- **REQUIREMENT**
Extract every line of the data below that contains the word "nose", treating uppercase and lowercase as different.

- **WORKING DATA**
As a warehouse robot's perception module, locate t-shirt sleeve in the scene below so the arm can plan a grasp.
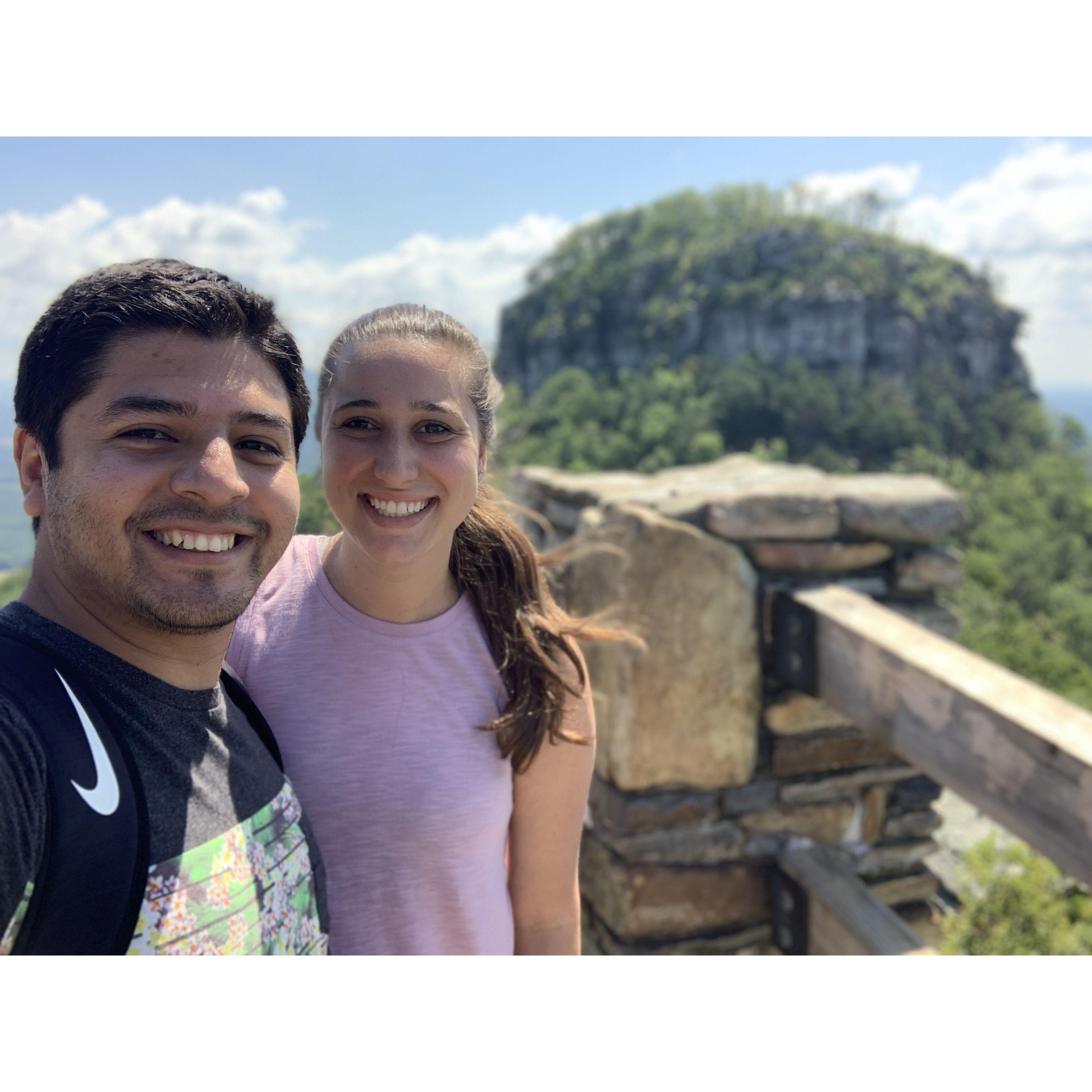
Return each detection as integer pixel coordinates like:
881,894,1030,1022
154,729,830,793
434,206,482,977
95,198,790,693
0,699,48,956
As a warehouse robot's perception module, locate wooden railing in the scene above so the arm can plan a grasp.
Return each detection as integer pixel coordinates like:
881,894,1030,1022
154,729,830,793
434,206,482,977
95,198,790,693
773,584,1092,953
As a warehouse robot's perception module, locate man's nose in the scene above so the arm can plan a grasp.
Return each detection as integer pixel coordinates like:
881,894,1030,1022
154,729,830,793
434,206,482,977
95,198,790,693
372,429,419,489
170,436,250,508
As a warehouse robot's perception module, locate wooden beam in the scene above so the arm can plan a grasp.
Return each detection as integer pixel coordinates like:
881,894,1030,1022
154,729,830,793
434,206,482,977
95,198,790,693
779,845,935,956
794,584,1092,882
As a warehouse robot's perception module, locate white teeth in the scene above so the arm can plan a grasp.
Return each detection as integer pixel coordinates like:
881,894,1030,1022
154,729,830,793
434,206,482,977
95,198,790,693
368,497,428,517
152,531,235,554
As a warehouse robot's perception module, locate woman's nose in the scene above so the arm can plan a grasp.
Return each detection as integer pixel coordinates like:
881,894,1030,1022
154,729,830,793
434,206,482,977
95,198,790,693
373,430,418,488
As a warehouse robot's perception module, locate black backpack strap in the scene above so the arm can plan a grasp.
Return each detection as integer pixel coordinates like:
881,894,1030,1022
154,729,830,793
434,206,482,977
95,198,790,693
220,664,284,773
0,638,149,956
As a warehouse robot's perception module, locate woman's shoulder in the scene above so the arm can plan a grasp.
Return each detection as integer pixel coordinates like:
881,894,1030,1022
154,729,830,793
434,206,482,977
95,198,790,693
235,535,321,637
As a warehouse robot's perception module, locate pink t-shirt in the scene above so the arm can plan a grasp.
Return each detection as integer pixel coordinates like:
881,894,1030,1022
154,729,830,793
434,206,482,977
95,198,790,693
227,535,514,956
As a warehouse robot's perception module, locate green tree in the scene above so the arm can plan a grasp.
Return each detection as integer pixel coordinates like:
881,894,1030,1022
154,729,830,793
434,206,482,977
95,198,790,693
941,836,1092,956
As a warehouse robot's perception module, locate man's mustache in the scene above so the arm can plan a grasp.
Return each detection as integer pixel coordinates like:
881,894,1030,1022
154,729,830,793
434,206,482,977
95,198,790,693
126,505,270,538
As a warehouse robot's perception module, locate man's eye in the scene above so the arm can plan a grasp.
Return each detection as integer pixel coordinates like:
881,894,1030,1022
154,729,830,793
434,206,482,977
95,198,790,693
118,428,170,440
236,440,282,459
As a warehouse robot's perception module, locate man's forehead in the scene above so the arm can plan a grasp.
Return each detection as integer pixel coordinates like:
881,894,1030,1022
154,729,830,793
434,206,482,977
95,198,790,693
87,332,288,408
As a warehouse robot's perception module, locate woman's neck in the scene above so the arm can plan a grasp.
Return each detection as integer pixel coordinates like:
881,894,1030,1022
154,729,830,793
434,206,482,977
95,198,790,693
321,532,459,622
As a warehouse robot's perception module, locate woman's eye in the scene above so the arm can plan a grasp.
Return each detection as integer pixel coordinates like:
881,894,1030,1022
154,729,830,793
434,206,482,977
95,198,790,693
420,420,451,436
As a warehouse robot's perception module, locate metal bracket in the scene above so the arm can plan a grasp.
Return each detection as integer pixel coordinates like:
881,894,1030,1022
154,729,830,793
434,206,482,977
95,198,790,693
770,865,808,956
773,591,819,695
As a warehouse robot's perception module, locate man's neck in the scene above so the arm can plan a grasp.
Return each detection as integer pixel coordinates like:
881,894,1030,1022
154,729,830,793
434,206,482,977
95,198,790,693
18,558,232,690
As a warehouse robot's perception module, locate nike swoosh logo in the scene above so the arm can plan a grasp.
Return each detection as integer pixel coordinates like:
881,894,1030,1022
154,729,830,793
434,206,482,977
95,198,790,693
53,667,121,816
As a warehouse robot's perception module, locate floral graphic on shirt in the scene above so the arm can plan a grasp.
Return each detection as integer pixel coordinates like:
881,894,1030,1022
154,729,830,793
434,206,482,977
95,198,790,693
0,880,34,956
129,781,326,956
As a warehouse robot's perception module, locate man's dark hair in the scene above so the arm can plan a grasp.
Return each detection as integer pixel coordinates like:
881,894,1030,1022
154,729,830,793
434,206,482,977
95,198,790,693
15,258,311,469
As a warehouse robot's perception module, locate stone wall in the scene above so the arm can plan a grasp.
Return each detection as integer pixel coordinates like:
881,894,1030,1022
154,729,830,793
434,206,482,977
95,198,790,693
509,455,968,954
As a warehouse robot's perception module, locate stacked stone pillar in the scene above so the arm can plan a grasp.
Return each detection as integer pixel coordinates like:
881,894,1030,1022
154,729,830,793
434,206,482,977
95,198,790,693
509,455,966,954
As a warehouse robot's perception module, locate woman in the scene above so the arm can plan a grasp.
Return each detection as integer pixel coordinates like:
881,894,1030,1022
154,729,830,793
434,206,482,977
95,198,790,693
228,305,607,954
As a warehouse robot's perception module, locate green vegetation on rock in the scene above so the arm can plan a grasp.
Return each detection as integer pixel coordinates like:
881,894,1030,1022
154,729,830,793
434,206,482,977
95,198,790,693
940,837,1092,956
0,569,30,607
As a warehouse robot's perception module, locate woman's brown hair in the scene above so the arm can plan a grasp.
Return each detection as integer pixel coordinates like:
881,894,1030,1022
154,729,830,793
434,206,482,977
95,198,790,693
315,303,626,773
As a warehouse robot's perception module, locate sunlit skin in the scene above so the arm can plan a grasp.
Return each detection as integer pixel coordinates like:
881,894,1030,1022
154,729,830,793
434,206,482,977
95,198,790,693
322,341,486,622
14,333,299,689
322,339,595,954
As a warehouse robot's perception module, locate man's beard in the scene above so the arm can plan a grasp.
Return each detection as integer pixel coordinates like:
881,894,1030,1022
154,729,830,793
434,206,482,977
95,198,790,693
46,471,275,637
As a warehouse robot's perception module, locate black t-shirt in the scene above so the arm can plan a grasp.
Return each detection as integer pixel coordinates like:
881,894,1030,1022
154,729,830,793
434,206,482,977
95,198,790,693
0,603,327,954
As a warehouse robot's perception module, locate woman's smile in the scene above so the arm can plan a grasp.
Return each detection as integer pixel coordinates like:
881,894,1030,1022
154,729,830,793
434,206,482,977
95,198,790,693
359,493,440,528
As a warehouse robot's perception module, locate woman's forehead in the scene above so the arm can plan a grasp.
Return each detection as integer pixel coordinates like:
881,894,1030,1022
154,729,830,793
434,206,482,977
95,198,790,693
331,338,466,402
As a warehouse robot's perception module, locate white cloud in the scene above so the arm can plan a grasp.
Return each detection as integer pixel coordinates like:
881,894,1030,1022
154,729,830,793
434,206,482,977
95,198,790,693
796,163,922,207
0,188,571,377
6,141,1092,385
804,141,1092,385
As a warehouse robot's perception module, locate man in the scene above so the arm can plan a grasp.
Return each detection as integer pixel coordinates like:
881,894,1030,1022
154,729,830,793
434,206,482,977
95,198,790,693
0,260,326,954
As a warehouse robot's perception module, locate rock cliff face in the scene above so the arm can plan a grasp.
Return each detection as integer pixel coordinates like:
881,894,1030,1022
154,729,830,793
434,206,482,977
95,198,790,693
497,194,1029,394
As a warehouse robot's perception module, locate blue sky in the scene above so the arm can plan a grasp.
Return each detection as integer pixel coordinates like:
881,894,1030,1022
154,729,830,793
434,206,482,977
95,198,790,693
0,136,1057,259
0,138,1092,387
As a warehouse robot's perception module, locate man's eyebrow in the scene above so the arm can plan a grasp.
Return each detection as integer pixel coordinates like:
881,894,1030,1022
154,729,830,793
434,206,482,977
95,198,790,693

- **WRITTEN SOLUTION**
As a warehouse robot's perception module, locate man's nose in the scene above so the arm can plan a grasp.
As a warehouse robot's perception module, locate woman's nose in the scene above so the arm can plan a grasp.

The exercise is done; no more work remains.